===== Text =====
# Fenix TK12 - a TK10 with Indoor/Outdoor and Tactical modes...Pics and gen. impression



## woodrow (Aug 14, 2009)

My Olight M20 was having some issues so I decided I needed a new 2 cell tactical light. I decided to take a chance on a Fenix TK12. It is much smaller than my TA30, and slightly smaller than my Olight M20.






The light comes with with what apears to be a very robust clip and cigar ring attached.





The cigar ring and clip are removable...or can be used individually.





When used without the cigar ring...but with the clip, most of the cigar ring threads are covored...except for a small gap.





The light has an slight orange beal reflector with an crenalated bezel...but the "teeth" are not like the TA30 sharp "weapon" teeth, they are wide and should not raise the eyebrows of airport security or tear clothing.





The tailcap is surrounded by protective ridges...but cannot tailstand when on like the TA30. Activation of the switch is not difficult for either momentary or constant on.





*EDIT: tHERE IS NOW A 18650 TUBE AVAILIBLE FOR THIS LIGHT. THE TK12 runs at full regulation on 123a's and a 18650. link to review from light-reviews.com below. Way to go Fenix!*

The light will only work with 123a's (rcr's ok) and not 18650's But has a nice balance of wall thickness without making the light overly heavy. Here is a picture of the thickness of the TK12's tube, next to the Olight M20's tube.





And finally, the lights beam. I could do beamshots, but Low, 90 lumens and 225 lumens are basically identical to my M20 R2's (OP) beam in output across the board...(though the strobe on the TK12 is faster...do not know if that is good or bad) and the beams even look identical in throw...just with the R2 being warmer and TK12 being cooler...seriously, beams are basically identical. (and both leds in this case are ever so slightly off centered...but not horribly) Here is a picture of both the TK12 and M20 on low. TK12 on left.





As to the output modes of the TK12, for me, it has 3 modes. Mode one..."Inside" gives a choice of 90 lumens with bezel tight and 5 lumens with it loosened. Perfect for use arround the house. 

To get to what I am calling "Outdoor" mode, you twist the head loose and tight again twice within a second or so and you will see the light increase to 225 lumens. Loosen the head and it goes to 45 lumens. Basically what I use if I am outdoors.

The third mode "tactical" can be accessed by loosening and tightening the head again twice quickly and the light will be at 225 high again with the head tightened...or strobe with it loosened. I do not plan to use this mode..so I can bypass it qiuickly with two more quick twists...to be back to "inside" mode.

I both like and dislike the UI of this light. I like how smooth the light is to move from high to low with a simple twist. (smoother than the Olight) I like that Finally I have a "TK10" with a low mode. I also like that I do not have to bypass the strobe or medium level to get from high to low or low to high...like on my beloved Olight. Also, the UI is really simple in that most of the time I will only be using high/low, and when I need to switch modes, it really is a pretty fast change.

I dislike having to go through the "Tactical" strobe mode to get from "Outdoor" to "Inside" mode, but in all honestly, I find this less annoying than constantly going throught the Olights strobe and the common level misses that I have put up with for the last year. (not that its strengths did not make up for this)
===== Data listing =====
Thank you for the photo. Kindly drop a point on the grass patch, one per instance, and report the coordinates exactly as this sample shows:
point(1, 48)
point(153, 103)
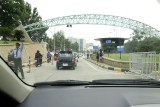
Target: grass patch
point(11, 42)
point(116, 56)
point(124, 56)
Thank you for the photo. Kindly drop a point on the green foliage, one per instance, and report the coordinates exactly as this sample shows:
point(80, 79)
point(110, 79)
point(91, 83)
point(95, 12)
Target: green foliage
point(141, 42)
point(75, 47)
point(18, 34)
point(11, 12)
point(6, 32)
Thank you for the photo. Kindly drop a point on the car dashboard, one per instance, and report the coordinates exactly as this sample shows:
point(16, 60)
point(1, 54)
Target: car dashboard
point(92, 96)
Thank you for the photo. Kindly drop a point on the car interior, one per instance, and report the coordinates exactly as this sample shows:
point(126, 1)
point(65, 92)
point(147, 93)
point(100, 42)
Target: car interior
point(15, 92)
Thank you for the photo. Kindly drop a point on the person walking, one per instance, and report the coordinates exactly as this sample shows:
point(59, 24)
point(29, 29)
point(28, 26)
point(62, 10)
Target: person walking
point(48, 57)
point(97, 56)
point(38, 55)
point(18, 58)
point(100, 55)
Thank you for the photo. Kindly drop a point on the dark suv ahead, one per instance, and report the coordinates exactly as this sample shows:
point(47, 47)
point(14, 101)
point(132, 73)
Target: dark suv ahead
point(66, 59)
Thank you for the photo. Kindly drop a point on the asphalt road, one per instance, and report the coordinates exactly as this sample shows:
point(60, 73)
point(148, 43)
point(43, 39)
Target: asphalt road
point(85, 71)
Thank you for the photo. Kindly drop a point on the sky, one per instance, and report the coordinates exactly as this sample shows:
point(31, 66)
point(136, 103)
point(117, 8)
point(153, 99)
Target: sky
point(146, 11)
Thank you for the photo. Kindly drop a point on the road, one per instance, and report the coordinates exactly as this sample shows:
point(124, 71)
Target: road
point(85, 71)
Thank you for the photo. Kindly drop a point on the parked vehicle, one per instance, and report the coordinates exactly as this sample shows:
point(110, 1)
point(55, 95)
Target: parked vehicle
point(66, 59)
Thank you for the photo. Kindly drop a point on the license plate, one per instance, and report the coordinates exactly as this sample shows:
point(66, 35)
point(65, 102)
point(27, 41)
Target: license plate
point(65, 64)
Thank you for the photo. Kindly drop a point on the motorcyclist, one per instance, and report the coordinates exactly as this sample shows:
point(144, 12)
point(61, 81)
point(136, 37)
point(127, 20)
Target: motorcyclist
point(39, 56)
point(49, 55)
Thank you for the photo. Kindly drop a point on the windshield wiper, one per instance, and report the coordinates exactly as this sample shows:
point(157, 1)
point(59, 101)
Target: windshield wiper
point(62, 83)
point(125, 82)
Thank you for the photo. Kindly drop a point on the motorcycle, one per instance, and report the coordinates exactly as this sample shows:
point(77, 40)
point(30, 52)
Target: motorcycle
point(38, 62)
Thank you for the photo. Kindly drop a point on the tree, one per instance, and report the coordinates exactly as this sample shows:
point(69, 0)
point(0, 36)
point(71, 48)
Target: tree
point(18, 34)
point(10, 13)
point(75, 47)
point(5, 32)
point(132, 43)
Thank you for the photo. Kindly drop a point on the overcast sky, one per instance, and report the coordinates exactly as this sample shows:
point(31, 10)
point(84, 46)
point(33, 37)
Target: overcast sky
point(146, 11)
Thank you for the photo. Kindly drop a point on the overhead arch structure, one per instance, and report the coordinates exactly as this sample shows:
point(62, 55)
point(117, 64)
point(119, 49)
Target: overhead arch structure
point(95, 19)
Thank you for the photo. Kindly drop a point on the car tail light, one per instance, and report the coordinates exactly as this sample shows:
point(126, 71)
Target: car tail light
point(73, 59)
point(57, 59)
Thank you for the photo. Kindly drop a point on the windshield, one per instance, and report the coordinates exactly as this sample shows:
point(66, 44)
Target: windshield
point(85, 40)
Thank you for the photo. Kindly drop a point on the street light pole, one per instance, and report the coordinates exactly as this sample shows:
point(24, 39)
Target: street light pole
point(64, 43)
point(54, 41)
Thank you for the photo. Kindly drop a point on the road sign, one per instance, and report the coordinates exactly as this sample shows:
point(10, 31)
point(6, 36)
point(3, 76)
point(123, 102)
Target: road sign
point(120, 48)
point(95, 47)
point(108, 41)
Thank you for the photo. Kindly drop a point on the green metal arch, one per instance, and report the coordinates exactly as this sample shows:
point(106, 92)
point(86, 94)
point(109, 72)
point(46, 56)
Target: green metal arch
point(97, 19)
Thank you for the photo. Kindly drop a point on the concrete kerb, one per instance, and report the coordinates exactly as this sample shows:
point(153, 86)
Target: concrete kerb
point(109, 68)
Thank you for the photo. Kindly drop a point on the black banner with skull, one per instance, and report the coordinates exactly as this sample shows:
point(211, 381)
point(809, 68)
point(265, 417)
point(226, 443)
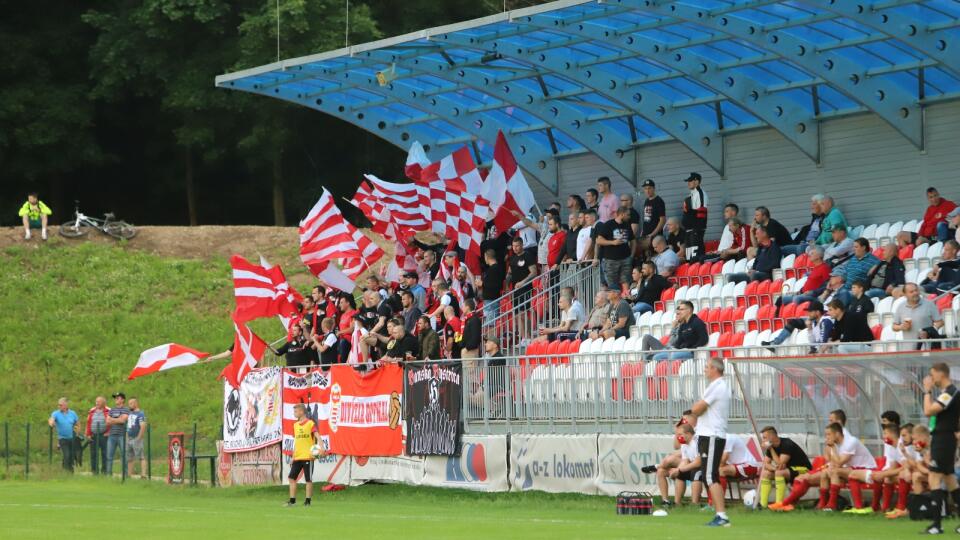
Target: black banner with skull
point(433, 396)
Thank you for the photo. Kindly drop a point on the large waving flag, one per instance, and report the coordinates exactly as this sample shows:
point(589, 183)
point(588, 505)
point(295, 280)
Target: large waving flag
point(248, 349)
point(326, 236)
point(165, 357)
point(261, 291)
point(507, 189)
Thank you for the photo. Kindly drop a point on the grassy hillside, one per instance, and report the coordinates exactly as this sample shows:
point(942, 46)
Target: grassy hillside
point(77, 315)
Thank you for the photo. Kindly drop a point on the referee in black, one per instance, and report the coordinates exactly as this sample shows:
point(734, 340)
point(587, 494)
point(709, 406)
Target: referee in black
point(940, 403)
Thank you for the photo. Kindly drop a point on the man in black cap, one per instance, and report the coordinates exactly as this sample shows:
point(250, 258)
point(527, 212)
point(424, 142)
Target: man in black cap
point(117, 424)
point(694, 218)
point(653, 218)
=====
===== Data listing =====
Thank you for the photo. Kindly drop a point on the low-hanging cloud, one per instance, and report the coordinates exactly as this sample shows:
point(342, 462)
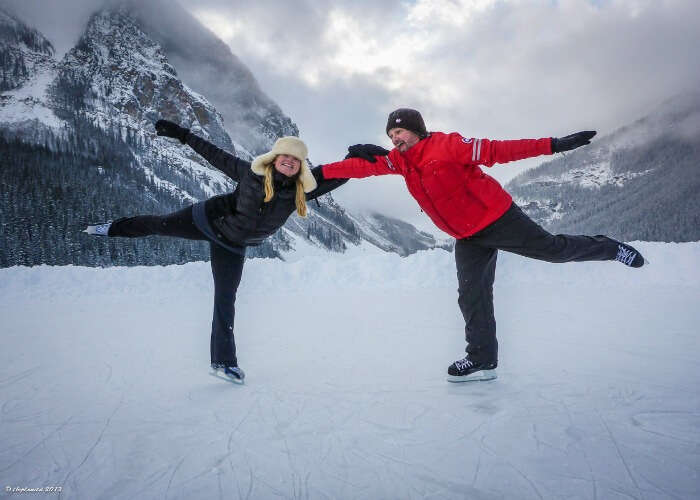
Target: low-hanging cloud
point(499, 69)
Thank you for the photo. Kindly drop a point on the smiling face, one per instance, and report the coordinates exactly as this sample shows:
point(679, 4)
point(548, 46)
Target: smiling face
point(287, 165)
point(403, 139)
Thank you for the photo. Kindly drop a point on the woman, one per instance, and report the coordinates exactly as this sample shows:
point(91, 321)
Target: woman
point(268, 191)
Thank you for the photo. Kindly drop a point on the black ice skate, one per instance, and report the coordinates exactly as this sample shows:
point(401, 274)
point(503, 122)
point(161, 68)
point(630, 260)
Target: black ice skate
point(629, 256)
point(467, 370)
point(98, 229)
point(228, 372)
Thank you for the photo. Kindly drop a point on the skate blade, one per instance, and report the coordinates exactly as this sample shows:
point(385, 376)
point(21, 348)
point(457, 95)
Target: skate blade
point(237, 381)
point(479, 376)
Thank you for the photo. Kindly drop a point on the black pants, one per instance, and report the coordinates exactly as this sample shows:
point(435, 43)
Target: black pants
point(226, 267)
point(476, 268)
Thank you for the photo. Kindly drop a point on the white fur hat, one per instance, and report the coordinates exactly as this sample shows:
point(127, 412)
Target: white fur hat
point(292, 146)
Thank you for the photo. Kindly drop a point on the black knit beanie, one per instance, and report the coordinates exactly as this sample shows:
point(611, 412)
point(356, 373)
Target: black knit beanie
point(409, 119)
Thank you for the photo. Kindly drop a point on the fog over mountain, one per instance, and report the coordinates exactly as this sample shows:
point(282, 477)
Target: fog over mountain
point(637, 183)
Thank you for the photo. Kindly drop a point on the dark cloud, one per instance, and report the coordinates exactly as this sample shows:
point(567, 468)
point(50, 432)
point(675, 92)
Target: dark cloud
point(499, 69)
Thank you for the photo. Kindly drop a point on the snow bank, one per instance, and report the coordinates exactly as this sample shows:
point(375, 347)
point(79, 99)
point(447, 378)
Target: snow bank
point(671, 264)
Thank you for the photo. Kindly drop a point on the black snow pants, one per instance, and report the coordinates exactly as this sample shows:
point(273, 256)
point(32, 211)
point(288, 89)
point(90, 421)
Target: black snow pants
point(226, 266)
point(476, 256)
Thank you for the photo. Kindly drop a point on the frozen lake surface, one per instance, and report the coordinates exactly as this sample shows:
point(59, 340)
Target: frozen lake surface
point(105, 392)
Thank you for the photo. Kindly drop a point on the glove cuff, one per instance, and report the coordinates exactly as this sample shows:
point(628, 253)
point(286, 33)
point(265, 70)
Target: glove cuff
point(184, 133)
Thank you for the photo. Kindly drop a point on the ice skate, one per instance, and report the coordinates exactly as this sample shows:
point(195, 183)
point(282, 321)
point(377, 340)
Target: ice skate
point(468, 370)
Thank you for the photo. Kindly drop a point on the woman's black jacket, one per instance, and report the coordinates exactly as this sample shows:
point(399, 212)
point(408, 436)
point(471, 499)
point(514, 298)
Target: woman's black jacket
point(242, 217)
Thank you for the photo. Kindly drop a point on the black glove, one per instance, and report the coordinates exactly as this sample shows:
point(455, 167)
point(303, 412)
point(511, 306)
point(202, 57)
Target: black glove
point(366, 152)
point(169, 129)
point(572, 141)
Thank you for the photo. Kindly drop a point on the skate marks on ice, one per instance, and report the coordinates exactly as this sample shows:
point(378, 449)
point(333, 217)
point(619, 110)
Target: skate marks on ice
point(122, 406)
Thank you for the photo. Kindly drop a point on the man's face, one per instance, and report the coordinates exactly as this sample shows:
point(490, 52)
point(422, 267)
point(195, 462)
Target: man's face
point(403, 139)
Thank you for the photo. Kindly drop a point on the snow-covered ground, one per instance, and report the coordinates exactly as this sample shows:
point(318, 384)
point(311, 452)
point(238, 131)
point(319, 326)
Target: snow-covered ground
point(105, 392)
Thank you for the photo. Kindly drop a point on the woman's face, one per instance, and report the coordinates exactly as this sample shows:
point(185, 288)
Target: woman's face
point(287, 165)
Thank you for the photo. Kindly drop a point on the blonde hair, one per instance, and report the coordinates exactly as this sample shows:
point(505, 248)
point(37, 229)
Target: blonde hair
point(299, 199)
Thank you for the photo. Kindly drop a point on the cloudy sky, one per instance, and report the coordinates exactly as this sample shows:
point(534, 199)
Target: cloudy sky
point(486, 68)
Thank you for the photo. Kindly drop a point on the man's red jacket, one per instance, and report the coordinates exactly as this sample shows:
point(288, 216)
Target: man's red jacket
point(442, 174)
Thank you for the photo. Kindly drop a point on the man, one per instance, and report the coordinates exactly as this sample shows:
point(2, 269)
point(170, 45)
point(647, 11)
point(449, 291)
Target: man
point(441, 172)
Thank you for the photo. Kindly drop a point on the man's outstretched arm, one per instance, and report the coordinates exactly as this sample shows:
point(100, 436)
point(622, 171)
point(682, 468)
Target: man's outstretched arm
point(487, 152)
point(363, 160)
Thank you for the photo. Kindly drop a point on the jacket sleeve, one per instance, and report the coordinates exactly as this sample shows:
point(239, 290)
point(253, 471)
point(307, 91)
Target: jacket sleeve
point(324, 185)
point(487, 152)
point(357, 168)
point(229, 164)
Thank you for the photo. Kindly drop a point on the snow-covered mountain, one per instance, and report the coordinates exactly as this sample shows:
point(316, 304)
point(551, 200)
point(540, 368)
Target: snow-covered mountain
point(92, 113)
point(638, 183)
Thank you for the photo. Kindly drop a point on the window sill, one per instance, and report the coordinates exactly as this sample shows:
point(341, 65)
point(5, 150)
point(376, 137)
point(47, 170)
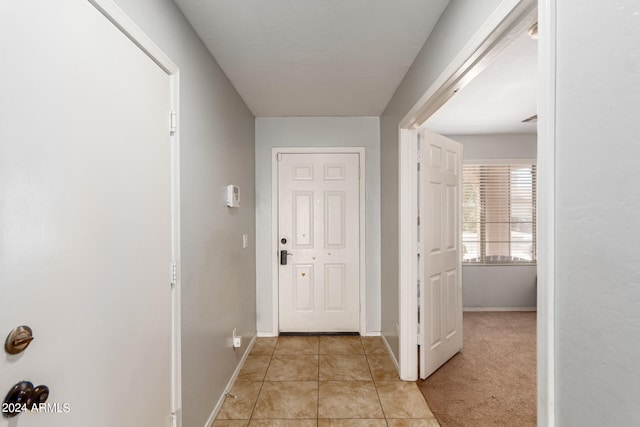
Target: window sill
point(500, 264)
=====
Given problem: Copy the stretch of the Fenix TK12 thread from "The tailcap is" through "or constant on." word for word. The entries have no role in any of this.

Solution:
The tailcap is surrounded by protective ridges...but cannot tailstand when on like the TA30. Activation of the switch is not difficult for either momentary or constant on.